DATA IN THIS EXERCISE:
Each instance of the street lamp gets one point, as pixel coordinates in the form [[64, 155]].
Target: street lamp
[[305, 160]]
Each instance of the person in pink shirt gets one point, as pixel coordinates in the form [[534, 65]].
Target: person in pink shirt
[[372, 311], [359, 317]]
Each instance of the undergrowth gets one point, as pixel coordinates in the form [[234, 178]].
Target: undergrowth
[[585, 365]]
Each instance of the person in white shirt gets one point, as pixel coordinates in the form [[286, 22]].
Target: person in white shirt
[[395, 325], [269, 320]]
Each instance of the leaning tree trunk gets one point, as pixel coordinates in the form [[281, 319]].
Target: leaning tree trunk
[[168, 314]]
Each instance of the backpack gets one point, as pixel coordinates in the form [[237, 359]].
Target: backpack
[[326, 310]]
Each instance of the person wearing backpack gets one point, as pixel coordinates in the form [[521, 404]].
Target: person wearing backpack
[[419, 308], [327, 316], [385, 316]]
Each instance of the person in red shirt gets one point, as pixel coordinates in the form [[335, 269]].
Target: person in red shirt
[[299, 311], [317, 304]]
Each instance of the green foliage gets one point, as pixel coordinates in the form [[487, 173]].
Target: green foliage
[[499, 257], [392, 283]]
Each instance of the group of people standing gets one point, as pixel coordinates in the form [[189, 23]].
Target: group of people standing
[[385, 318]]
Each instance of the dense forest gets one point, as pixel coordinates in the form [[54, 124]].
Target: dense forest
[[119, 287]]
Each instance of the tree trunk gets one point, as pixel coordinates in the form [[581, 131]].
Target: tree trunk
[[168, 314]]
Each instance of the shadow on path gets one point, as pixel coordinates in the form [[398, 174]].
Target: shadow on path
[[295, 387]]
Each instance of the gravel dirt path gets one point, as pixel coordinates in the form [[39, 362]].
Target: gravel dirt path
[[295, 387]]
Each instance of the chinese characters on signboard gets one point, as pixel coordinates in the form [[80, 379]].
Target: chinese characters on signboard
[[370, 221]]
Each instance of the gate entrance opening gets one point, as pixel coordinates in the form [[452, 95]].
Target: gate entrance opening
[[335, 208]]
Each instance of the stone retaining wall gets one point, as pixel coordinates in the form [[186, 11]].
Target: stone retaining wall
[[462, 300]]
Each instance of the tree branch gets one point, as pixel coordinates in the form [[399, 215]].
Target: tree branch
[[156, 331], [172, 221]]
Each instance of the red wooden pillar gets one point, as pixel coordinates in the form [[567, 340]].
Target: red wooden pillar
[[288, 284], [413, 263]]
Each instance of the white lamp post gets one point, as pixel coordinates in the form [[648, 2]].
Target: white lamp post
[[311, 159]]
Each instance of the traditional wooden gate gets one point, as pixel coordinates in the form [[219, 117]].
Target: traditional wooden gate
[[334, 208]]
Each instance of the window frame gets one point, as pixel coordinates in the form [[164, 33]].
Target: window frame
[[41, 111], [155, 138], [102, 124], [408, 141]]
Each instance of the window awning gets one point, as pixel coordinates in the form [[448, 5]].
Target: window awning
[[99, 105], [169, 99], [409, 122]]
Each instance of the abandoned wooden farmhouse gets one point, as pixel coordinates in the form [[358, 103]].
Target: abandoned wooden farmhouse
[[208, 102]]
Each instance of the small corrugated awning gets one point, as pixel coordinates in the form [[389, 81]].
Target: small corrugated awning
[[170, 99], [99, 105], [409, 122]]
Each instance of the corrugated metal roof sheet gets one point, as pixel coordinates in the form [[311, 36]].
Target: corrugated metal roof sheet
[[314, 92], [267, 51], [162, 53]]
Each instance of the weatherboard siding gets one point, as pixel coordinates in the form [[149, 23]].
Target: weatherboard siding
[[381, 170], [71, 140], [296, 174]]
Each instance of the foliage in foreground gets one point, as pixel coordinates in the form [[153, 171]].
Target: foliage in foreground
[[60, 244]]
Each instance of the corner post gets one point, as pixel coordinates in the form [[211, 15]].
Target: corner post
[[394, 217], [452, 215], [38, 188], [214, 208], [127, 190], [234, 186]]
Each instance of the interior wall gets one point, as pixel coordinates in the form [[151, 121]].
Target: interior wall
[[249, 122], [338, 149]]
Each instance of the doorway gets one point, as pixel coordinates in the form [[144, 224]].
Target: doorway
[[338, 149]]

TASK TO COMPLETE: Reproduce all of the lines above word for word.

REPLY TO THE TASK:
Each instance of the street lamp gets one point, as pixel coordinates in the form [[64, 155]].
Target: street lamp
[[305, 160]]
Each instance of the person in pink shirt gets one point, as pixel coordinates in the form [[534, 65]].
Target: person in pink shirt
[[372, 311], [359, 317]]
Each instance of the undergrowth gets one point, as pixel coordinates in the form [[234, 178]].
Target: undergrowth
[[585, 365]]
Each instance of the person in white shirt gets one point, as pixel coordinates in the form [[286, 22]].
Target: person in white shirt
[[395, 325], [269, 320]]
Each instance of the leaning tree trunk gets one point, as pixel coordinates in the form [[281, 319]].
Target: leaning tree trunk
[[168, 314]]
Each instance of the backpack gets one point, as pixel coordinates in the form [[237, 359]].
Target: backpack
[[326, 310]]
Each instance of the person wearing backpack gets one point, as pixel coordinates in the form [[521, 404]].
Target: person wearing backpack
[[419, 308], [327, 316], [385, 316]]
Each instance of the person in red shirt gets one point, as pixel coordinates in the form [[335, 269]].
Target: person in red shirt
[[299, 311], [317, 304]]
Each instance of the green foliage gets one point, as pixel coordinates in the form [[487, 173]].
Target: green foliage
[[499, 257], [392, 283]]
Each instance of the group of people standing gets one point, as pixel coordinates in the form [[189, 23]].
Target: group of people standing
[[385, 318]]
Each instance of the dense forest gets one point, as pixel coordinates in the form [[54, 124]].
Target: dense forest
[[119, 287]]
Each instance of the tree trunk gets one point, as pixel coordinates in the form [[581, 131]].
Target: tree trunk
[[168, 314]]
Each instance of the shadow on path gets one point, as pixel coordinates in the form [[398, 174]].
Target: shadow on path
[[295, 387]]
Each instance of the gravel dirt path gets one point, as pixel coordinates in the form [[39, 362]].
Target: gravel dirt path
[[295, 387]]
Each instance of the chinese characters on signboard gets one point, as pixel coordinates in the form [[80, 379]].
Target: chinese characters on signboard
[[370, 221]]
Each instance of the gate entrance opening gets one point, as pixel coordinates in the form [[452, 95]].
Target: gate entrance opening
[[335, 208]]
Each instance of the stone retaining wall gets one point, as pixel coordinates in the form [[186, 11]].
Target: stone retaining wall
[[462, 300]]
Each instance of the tree branch gets one point, as pixel coordinates in the form [[399, 215]].
Target: tree branch
[[156, 331], [172, 221]]
Each instance of the red wooden pillar gets one point, as pixel coordinates in the form [[567, 340]].
Target: red wooden pillar
[[288, 284], [413, 263]]
Each instance of the white lamp post gets one point, as pixel coordinates in the form [[648, 2]].
Target: white lamp post
[[311, 159]]
Each instance of the traditional wooden gate gets one point, as pixel coordinates in the form [[219, 117]].
Target: traditional wooden gate
[[334, 208]]
Each instance of the window frame gets one point, as pixel coordinates in the form [[164, 33]].
Target: window frame
[[41, 111], [155, 138], [102, 124], [408, 141]]
Each instance of the window awning gets one point, as pixel coordinates in the form [[448, 5]].
Target: window awning
[[99, 105], [169, 99], [409, 122]]
Each instance of the abandoned wooden farmhouse gets one point, as pixel coordinates in the form [[358, 103]].
Target: abandoned wooden farmhouse
[[208, 102]]
Each instance of the small corrugated awning gets one point, as pixel coordinates in the form [[389, 81]].
Target: small corrugated awning
[[170, 99], [99, 105], [409, 122]]
Each instance of the corrugated metal roof sheet gets one point, as pixel coordinates in the form [[311, 36]].
Target: corrugated metal roof sheet
[[314, 92], [267, 51], [162, 53]]
Each instance of the weatherboard siding gets one point, as pixel coordinates in the form [[149, 23]].
Target: weatherboard siding
[[381, 170], [71, 140], [296, 174]]
Each instance of the foliage in foreground gets one point, as pixel coordinates in the form [[153, 171]].
Target: foliage in foreground
[[60, 244]]
Each instance of the corner post gets one point, as pixel coordinates in the form [[211, 15]].
Target: corner post
[[394, 217], [452, 215], [38, 188], [214, 208], [127, 190], [234, 186]]
Each instance of the interior wall gets one point, as pixel coordinates in the form [[151, 121]].
Target: interior wall
[[249, 122], [338, 149]]
Each instance of the doorway gets one point, as pixel coordinates in the form [[144, 224]].
Target: doorway
[[338, 149]]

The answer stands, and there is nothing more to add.